## Set exercise 1
Reproduce the passage from the article on the 2008 Georgia-Russia war between "War returns to" and "of South Ossetia.", inclusive.
## Set exercise 2
The article on the 2008 Georgia-Russia war says what Russian television programming speaks of. List every quoted phrase it gives for that.

## Quoted passage

+++

War returns to the Caucasus as Georgia and Russia face off
Published: Saturday August 23, 2008
The border crossing at Zhdanovakan-Bavra, one of three land crossings between Armenia and Georgia, is seeing lines of unprecedented length. In recent days, the U.S.-trained Georgian forces have been defeated and since fled from the superior Russian armed forces.
Javakheti-Armenians insist that this is not their war, just as they did not relate to the 1991-92 Georgian-South Ossetian war and the 1992-93 Georgian-Abkhazian war, after which Tbilisi lost control of South Ossetia and Abkhazia, both of which enjoyed Russia's support. Georgia has now tried and failed to reverse by military force its painful loss of South Ossetia.
Seven-year-old Davit and his family's older members watch the images broadcast on Georgian television. Davit says he too would fight against the Georgians. Such a statement, coming from a second grader in the Russian school of Ninotsminda, should not take us by surprise. In Javakheti, public opinion is highly opposed to war, and ethnic Armenians here overwhelmingly blame President Mikheil Saakashvili - who claimed to have received over three-quarters of the vote in the Armenian-populated areas of Georgia in the presidential elections held in January - for the war, in which several hundred people, most of them South Ossetian civilians and Georgian army soldiers, have been killed.
On August 12 Mr. Saakashvili was in Tbilisi's historically Armenian-populated neighborhood of Havlabar for services at the Georgian Holy Trinity Church presided over by Ilia II, the Catholicos-Patriarch of All Georgia. Patriarch Ilia prayed for the salvation and future of Georgia and the Georgian people, who are living through the most difficult times. The large candle he held in his hand emphasized the strained features of Mr. Saakashvili's face. A few hours before visiting the church, the president delivered a heartrending and nervous speech before thousands of citizens gathered on Rustaveli Street in front of Parliament. The citizens were calling on the Russians to end the fighting.
Mr. Saakashvili could barely contain his emotions and tears, but he promised the crying Georgian women gathered on Rustaveli Street that Georgia would not come to its knees before Russian aggression. "Georgia has decided to leave the Commonwealth of Independent States. We must bid the Soviet Union a final farewell. The Soviet Union will never return here," Mr. Saakashvili said. He called on other post-Soviet states to leave the CIS as well; none so far said they would follow Georgia, though.
The Russians "will pay a high price" for aggression, he promised. "Georgia will never surrender. We have decided to declare the Russian forces stationed in Abkhazia and South Ossetia occupying forces. We have also decided to withdraw Russia's peacekeeping mandate and declare Abkhazia and South Ossetia occupied Georgian territories," he said.
Mr. Saakashvili's statements and what all Georgian television stations showed - "Russians end the aggression," "Putin, go home," followed by patriotic songs - are but one side of this tragic story. The Georgian population for now does not see the other side, because Russian television programming has been cut off in Georgia. That programming speaks only of "Georgian vandalism," "prosecuting Saakashvili and others for war crimes," and the "massacre that Saakashvili's regime has carried out in Tskhinvali."

+++

## Dataset section

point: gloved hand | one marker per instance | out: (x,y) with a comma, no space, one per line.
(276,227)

+++

## Written response 1
War returns to the Caucasus as Georgia and Russia face off
Published: Saturday August 23, 2008
The border crossing at Zhdanovakan-Bavra, one of three land crossings between Armenia and Georgia, is seeing lines of unprecedented length. In recent days, the U.S.-trained Georgian forces have been defeated and since fled from the superior Russian armed forces.
Javakheti-Armenians insist that this is not their war, just as they did not relate to the 1991-92 Georgian-South Ossetian war and the 1992-93 Georgian-Abkhazian war, after which Tbilisi lost control of South Ossetia and Abkhazia, both of which enjoyed Russia's support. Georgia has now tried and failed to reverse by military force its painful loss of South Ossetia.

## Written response 2
- "Georgian vandalism"
- "prosecuting Saakashvili and others for war crimes"
- "massacre that Saakashvili's regime has carried out in Tskhinvali"